** Opening Passage block **

The co-founder of an organization promoting independent candidates in Moscow municipal elections said Friday that he was beaten up while posting campaign materials in an apartment building, Interfax reported.

Peter Miloserdov, a municipal candidate in the Lomonoskovsky region of Moscow and an organizer of the Our City project, which promotes independent candidates in local Moscow elections, said two men approached him and an associate outside an apartment building on Prospekt Vernadskogo, offering them money to cease distribution of a campaign newspaper. After they refused, four other men standing nearby attacked him.

Local police told Interfax that video footage from the site of the alleged attack did not confirm Miloserdov's story. Miloserdov said he called an ambulance to take him to a hospital following the attack.

Municipal elections are being held across the country Sunday along with the presidential vote. In Moscow, 4,183 candidates are running for 1,560 deputy jobs.

Just like independent candidates in the presidential vote, municipal candidates must collect signatures to gain a spot on the ballot — although instead of the 2 million required to run for president, in Moscow the required number for those in local races ranged from 10 to 70, Kommersant reported.

In Moscow, many United Russia members are running as independents, apparently in an attempt to avoid association with the tarnished reputation applied to the ruling party by the opposition, which calls it the "Party of Crooks and Thieves."

** Closing Passage block **
** Opening Supplied entries block **

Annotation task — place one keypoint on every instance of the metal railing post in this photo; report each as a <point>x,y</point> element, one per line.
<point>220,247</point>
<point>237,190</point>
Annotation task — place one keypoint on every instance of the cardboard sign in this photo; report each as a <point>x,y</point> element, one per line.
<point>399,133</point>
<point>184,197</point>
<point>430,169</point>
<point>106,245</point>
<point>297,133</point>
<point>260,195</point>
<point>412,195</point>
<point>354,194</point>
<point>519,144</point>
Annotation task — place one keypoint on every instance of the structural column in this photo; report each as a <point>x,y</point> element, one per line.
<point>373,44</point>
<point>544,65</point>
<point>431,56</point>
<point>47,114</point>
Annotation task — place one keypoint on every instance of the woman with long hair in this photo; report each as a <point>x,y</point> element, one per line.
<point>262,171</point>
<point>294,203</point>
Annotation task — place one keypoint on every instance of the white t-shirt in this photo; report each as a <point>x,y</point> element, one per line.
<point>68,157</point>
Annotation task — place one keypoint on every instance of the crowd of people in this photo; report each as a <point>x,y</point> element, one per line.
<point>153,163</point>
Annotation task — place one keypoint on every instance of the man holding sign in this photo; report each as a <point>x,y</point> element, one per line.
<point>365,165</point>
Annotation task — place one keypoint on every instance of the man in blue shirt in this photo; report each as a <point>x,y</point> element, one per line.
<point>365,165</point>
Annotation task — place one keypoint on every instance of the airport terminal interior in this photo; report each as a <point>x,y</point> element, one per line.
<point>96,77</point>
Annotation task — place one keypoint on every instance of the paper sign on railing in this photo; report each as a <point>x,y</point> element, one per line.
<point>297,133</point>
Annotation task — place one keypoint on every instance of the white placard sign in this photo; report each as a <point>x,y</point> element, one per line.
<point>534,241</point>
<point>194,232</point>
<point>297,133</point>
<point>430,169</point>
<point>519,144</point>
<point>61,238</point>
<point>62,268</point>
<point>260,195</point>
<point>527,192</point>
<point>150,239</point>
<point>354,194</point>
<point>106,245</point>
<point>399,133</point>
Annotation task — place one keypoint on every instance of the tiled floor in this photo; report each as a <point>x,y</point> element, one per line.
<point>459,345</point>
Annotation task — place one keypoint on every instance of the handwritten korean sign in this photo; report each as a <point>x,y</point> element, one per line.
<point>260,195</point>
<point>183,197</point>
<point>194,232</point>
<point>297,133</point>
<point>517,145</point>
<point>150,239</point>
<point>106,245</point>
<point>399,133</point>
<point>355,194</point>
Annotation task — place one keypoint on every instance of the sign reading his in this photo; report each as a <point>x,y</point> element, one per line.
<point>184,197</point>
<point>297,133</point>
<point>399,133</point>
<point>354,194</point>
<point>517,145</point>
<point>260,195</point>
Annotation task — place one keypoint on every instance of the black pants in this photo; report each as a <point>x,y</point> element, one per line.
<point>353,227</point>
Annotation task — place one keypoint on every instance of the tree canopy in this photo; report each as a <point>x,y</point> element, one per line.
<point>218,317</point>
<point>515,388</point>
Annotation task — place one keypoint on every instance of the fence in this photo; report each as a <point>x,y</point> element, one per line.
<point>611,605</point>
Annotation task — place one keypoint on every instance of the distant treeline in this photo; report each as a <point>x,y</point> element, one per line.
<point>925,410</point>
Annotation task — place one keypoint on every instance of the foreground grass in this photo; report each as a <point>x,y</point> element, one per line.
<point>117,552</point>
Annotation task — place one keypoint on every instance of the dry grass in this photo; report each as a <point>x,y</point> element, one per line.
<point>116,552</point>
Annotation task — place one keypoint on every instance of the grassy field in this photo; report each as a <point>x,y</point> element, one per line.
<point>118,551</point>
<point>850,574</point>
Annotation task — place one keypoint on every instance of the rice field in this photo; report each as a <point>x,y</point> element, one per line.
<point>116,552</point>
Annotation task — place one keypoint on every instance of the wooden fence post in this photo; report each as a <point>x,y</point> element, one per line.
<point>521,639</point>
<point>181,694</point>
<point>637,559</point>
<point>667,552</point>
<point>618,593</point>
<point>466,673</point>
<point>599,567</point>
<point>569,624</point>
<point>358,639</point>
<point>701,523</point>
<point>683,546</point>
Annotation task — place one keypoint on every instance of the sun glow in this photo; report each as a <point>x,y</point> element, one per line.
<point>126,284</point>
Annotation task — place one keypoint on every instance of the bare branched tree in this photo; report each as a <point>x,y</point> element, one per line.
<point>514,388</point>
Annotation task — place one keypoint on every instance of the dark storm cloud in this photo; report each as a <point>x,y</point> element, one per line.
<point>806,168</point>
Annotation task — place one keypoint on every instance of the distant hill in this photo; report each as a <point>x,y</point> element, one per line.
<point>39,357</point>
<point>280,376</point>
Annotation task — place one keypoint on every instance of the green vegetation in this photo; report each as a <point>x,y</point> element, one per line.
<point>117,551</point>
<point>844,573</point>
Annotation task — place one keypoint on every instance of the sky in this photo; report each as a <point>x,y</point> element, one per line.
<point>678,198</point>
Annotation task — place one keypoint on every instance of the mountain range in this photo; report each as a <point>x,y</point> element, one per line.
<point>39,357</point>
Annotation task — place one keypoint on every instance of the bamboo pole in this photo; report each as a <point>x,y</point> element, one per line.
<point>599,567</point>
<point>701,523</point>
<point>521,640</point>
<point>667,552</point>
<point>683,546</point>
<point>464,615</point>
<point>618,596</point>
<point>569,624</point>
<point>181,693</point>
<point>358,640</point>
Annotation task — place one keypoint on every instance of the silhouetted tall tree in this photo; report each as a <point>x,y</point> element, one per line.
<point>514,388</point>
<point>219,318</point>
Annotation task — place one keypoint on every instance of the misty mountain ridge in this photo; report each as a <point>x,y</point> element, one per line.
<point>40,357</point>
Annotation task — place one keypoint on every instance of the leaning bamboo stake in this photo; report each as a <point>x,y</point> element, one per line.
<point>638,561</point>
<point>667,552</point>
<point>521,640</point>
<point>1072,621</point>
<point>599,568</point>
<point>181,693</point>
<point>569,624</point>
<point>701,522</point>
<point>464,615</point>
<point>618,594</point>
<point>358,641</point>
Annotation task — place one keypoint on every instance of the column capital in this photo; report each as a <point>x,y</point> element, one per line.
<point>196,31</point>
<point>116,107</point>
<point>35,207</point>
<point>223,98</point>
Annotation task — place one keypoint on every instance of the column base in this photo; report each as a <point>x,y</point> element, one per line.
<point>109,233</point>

** Closing Supplied entries block **

_Prompt A_: In the article on the Moscow municipal elections, how many candidates are running in Moscow, and for how many deputy jobs?
_Prompt B_: Echo everything in the article on the Moscow municipal elections from "Municipal elections are" down to "to 70, Kommersant reported.".
_Prompt C_: Name every organization or news outlet that the article on the Moscow municipal elections mentions by name.

_Output A_: 4,183 candidates are running for 1,560 deputy jobs.

_Output B_:
Municipal elections are being held across the country Sunday along with the presidential vote. In Moscow, 4,183 candidates are running for 1,560 deputy jobs.

Just like independent candidates in the presidential vote, municipal candidates must collect signatures to gain a spot on the ballot — although instead of the 2 million required to run for president, in Moscow the required number for those in local races ranged from 10 to 70, Kommersant reported.

_Output C_: Interfax, the Our City project, Kommersant, United Russia